====== Available data ======

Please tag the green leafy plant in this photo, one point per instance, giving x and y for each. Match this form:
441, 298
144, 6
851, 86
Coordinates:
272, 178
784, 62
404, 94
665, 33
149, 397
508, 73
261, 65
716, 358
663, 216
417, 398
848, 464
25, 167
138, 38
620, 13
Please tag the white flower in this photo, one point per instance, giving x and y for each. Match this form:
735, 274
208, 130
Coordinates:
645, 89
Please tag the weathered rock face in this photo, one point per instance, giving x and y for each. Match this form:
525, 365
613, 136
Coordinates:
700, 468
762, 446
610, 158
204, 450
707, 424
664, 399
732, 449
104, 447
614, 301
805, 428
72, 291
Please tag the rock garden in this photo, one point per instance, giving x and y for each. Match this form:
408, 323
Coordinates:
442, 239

======

▶ Directions for this task
Each line of the data that includes "photo" should be copied.

▶ Result for this task
Please tag the green leafy plant in this photo, one point per instance, giving x and y for each. Match this form:
Please tag the white flower in this photo, one point per instance, giving x and y for each. Match this form:
Please tag the weathered rock face in this photo, one point per instance, giving x and y for each. Match this form:
Please tag the rock garden in this photo, one point per instance, giving x and y for each. Match this form:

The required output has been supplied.